◆ **How to complete this task**
Lines holding the word "would" must be located in the listing below and copied.

※ ※ ※

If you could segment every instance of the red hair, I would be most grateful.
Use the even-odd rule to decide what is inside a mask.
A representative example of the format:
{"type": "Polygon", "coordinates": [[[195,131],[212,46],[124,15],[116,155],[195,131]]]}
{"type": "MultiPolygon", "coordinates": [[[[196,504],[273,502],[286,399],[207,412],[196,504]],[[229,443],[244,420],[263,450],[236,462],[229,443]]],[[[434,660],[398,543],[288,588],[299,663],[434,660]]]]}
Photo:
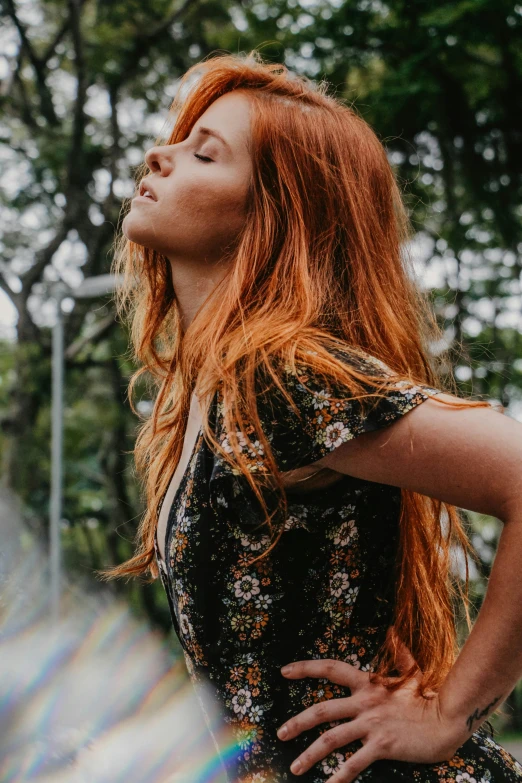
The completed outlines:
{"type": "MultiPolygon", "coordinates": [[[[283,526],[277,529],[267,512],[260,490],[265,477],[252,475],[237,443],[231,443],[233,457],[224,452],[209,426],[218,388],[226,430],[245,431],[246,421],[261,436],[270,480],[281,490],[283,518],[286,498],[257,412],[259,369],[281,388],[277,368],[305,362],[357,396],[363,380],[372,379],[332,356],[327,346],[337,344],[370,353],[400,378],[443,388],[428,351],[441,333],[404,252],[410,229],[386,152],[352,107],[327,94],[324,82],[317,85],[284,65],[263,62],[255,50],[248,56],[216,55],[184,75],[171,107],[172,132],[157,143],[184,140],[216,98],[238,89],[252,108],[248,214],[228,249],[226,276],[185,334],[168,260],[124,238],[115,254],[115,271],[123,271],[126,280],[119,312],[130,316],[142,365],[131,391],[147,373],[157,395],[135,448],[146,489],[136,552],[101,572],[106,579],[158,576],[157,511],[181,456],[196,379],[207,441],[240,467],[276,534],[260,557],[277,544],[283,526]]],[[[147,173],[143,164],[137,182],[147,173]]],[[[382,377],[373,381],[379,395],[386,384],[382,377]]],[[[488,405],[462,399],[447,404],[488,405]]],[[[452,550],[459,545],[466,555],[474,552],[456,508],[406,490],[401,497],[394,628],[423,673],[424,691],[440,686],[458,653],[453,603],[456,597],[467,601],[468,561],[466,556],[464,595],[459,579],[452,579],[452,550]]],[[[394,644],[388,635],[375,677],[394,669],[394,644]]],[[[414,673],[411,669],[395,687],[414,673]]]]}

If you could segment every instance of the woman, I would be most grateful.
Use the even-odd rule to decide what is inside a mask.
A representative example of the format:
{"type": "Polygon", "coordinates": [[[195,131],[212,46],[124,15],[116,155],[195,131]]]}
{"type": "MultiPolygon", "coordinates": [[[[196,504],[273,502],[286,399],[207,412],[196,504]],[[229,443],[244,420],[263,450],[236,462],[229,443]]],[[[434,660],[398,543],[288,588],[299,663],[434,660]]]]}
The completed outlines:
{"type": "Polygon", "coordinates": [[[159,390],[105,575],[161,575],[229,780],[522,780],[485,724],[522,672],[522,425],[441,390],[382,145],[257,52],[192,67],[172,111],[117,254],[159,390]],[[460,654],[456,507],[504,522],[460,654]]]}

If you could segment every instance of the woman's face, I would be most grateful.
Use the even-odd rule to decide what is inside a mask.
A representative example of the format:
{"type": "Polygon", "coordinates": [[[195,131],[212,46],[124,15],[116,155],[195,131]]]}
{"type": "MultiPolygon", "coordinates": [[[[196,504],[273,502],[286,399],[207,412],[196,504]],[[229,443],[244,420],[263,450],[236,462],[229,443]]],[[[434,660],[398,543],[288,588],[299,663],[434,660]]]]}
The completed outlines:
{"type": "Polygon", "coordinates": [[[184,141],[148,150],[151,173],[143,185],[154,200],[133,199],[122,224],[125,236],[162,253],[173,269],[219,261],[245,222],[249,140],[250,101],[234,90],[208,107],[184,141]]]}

※ ※ ※

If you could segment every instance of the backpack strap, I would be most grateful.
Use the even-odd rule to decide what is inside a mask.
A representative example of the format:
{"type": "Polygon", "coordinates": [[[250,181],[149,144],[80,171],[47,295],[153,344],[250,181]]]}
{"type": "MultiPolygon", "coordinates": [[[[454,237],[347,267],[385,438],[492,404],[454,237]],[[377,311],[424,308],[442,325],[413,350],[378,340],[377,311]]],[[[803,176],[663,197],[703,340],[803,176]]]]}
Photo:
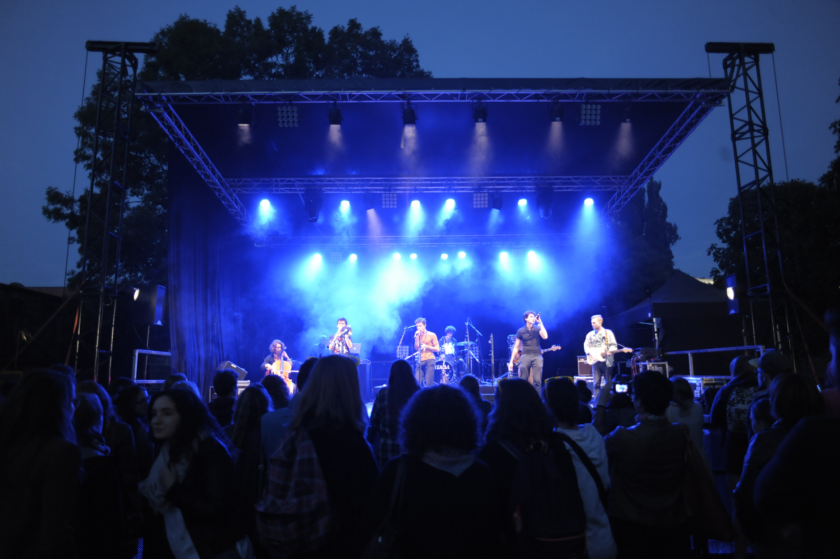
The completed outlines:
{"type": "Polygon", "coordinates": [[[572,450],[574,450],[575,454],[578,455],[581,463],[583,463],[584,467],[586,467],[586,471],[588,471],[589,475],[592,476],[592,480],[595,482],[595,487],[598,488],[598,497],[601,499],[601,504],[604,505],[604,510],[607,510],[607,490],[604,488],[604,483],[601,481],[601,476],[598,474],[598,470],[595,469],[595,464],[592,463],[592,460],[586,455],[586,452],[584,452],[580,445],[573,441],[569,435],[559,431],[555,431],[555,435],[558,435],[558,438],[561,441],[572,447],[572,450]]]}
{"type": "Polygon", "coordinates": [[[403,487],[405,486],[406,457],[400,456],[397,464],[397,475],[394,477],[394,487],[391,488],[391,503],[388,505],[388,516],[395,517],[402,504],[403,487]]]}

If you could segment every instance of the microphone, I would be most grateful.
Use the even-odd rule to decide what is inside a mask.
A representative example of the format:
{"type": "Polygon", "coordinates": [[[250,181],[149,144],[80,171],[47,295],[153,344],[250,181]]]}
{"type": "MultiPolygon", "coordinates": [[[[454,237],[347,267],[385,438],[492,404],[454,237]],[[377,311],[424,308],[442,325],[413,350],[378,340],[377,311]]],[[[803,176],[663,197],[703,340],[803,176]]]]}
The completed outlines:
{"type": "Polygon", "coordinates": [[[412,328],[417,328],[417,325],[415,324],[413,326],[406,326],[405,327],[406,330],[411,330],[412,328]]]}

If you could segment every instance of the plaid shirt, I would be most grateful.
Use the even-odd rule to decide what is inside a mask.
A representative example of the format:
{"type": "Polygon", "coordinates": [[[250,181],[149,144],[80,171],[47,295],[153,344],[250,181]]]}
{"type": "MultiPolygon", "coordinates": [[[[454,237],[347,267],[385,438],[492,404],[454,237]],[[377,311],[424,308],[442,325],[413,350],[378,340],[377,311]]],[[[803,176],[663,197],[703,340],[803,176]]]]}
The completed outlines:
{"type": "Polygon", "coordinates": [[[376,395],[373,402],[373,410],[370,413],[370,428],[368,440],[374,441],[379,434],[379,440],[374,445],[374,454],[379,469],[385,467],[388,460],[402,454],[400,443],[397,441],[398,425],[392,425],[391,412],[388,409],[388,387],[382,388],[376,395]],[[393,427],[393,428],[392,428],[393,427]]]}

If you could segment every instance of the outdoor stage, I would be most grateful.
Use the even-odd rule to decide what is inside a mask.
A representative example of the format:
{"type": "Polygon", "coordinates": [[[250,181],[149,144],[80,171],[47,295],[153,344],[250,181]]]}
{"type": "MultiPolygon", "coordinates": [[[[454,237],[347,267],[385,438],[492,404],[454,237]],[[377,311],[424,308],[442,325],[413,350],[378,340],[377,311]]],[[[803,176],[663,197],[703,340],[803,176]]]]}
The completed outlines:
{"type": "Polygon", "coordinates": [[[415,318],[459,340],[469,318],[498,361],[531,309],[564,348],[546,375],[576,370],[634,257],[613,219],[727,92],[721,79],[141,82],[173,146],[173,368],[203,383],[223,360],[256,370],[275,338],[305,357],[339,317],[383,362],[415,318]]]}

※ ※ ※

◆ **Task answer**
If you could segment every instance of the red hair, I would be most grateful.
If you could segment every instance of the woman, I would be most grateful.
If you could segment every instance of the woman's face, I would be most grateful.
If you could segment every instance of the backpack strap, I would be most grateful.
If you could segment every instance of the microphone, I would be most grateful.
If you could segment every instance of the plaid shirt, I would be most grateful.
If you could segment every instance of the outdoor stage, I would be most grateful.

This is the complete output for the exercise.